===== INFORMATION PROVIDED
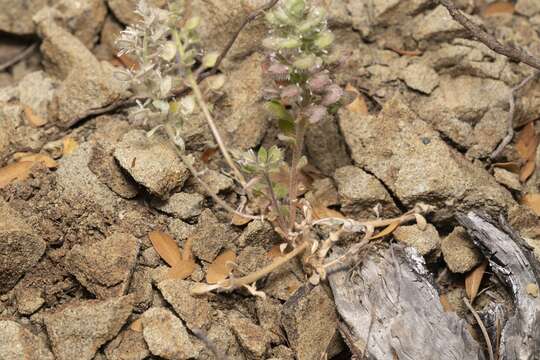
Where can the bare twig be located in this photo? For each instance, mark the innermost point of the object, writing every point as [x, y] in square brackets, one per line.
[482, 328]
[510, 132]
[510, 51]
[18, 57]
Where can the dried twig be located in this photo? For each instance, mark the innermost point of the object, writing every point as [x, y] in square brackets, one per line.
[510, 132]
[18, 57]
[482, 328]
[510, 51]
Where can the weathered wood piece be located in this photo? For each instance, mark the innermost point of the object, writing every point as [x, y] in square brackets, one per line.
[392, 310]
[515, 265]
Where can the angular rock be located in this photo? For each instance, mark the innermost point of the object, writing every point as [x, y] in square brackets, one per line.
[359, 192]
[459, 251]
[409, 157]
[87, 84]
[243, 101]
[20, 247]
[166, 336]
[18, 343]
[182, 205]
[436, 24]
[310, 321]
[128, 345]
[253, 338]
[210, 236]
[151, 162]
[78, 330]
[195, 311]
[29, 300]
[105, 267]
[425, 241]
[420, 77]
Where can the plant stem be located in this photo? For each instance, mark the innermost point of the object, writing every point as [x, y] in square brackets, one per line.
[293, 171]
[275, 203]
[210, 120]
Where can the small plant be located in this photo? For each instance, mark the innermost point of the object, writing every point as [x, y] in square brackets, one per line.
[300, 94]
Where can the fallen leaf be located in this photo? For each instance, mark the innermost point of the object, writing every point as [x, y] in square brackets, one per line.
==========
### WRITTEN REQUEST
Copy out all of the records above word for word, leaving out the pictures.

### REPLY TO THE TASK
Where can the bare twig be located in this photo? For each instance, mark the innermost point of the object, writing every point as [x, y] in square brackets, one per line.
[482, 328]
[510, 132]
[510, 51]
[18, 57]
Where can the dried twig be located in this photo? For each instance, mark the innermost point of the object, writing every point as [x, y] in square brackets, one per line.
[510, 132]
[18, 57]
[482, 328]
[510, 51]
Where can the weathered wood piece be located in this photo? For each instance, mark the innermost point of the object, writing every point as [x, y] in square brackets, one per line.
[392, 310]
[515, 265]
Where can the angular rock be located in this photo? For each instance, mark the innermost point of the object, writing every point as [x, y] in square brackets, one per line.
[359, 192]
[459, 251]
[409, 157]
[87, 84]
[243, 101]
[20, 247]
[166, 336]
[18, 343]
[182, 205]
[436, 24]
[310, 321]
[128, 345]
[253, 338]
[210, 236]
[151, 162]
[78, 330]
[195, 311]
[29, 300]
[105, 267]
[425, 241]
[420, 77]
Where can the plant stem be located in this photo? For each instance, mark the innermost point of the object, writing every point as [x, y] in square brackets, one per line.
[293, 171]
[275, 203]
[210, 120]
Where can the small plant be located in this photo? For each instance, mark the innermost point of the object, writing every point as [x, y] in square brackets, one per line.
[300, 94]
Where can the fallen leaf be located in this photo? For each instance, mark the innermost point of the object, writing every point as [x, y] in square brackets, one per line.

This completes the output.